Referring expression pointing data:
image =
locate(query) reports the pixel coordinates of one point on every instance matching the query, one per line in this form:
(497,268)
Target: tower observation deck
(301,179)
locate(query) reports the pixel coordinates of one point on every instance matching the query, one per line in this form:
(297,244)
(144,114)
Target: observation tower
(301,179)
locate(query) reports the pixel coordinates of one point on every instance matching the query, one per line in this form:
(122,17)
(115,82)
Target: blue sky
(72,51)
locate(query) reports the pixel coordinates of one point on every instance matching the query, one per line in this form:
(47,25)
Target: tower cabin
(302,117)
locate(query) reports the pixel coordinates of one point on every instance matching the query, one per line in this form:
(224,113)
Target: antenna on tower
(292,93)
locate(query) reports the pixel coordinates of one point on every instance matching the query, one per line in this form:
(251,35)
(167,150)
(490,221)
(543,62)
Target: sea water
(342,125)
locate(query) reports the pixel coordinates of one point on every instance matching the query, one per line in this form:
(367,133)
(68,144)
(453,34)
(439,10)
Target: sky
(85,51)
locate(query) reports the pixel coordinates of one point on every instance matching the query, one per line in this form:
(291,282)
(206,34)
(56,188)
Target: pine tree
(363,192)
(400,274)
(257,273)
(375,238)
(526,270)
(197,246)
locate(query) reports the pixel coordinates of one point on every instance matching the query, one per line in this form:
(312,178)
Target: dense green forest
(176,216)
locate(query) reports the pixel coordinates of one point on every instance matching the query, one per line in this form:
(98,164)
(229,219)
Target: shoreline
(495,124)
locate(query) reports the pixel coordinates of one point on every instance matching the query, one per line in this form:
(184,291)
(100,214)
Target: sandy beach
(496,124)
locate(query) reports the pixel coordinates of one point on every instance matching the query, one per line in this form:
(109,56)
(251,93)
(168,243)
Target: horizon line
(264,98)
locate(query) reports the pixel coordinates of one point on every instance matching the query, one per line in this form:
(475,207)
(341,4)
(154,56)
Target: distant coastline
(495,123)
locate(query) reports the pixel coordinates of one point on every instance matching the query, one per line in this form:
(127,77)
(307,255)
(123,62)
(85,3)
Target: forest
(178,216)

TASK GOAL: Each line above must be reproduced exactly as it stands.

SOLUTION FOR THIS PROBLEM:
image =
locate(query) reports the pixel coordinates of one point on every instance matching the query, one per line in this form:
(497,268)
Target: tower observation deck
(301,179)
locate(query) reports the pixel coordinates of one point on every instance matching the query, one per line in this form:
(297,244)
(144,114)
Target: observation tower
(301,179)
locate(query) reports the pixel coordinates of one point on every instance matching the query, one per line in this form:
(122,17)
(115,82)
Target: blue sky
(72,51)
locate(query) reports the pixel coordinates of one point on every instance matching the query, one per line in this form:
(47,25)
Target: tower cabin
(302,117)
locate(query) reports the pixel coordinates of one point on every instance matching the query, one per line in this form:
(224,113)
Target: antenna on tower
(292,93)
locate(query) reports the pixel coordinates of one point on every instance matching the query, one per line in this form:
(251,35)
(167,150)
(490,221)
(543,62)
Target: sea water
(342,125)
locate(query) reports the pixel coordinates of one point on every instance matching the query, one per line in this form:
(367,133)
(68,144)
(453,34)
(439,10)
Target: sky
(85,51)
locate(query) reports the pixel coordinates of one point on every instance matching the query, one per line in this form:
(291,282)
(206,34)
(56,188)
Target: pine tree
(363,192)
(400,274)
(257,273)
(375,238)
(526,270)
(197,246)
locate(query) reports the pixel coordinates of one point on every instance matching the query, one per line in this form:
(312,178)
Target: dense green forest
(176,216)
locate(query) reports the pixel coordinates of one point on every instance matching the query, one per line in this form:
(98,164)
(229,219)
Target: shoreline
(495,124)
locate(query) reports the pixel coordinates of one point on every instance matching the query, one per line in this form:
(184,291)
(100,214)
Target: sandy beach
(496,124)
locate(query) reports the pixel coordinates of one point on every instance matching the query, one per line in this form:
(109,56)
(251,93)
(168,243)
Target: horizon line
(264,98)
locate(query) reports the pixel coordinates of one point on every instance matching the query, one per line in this form:
(475,207)
(341,4)
(154,56)
Target: distant coastline
(495,123)
locate(query) reports the pixel coordinates of one point on every instance matching the query, one per line in this form:
(127,77)
(307,255)
(123,62)
(85,3)
Target: forest
(178,216)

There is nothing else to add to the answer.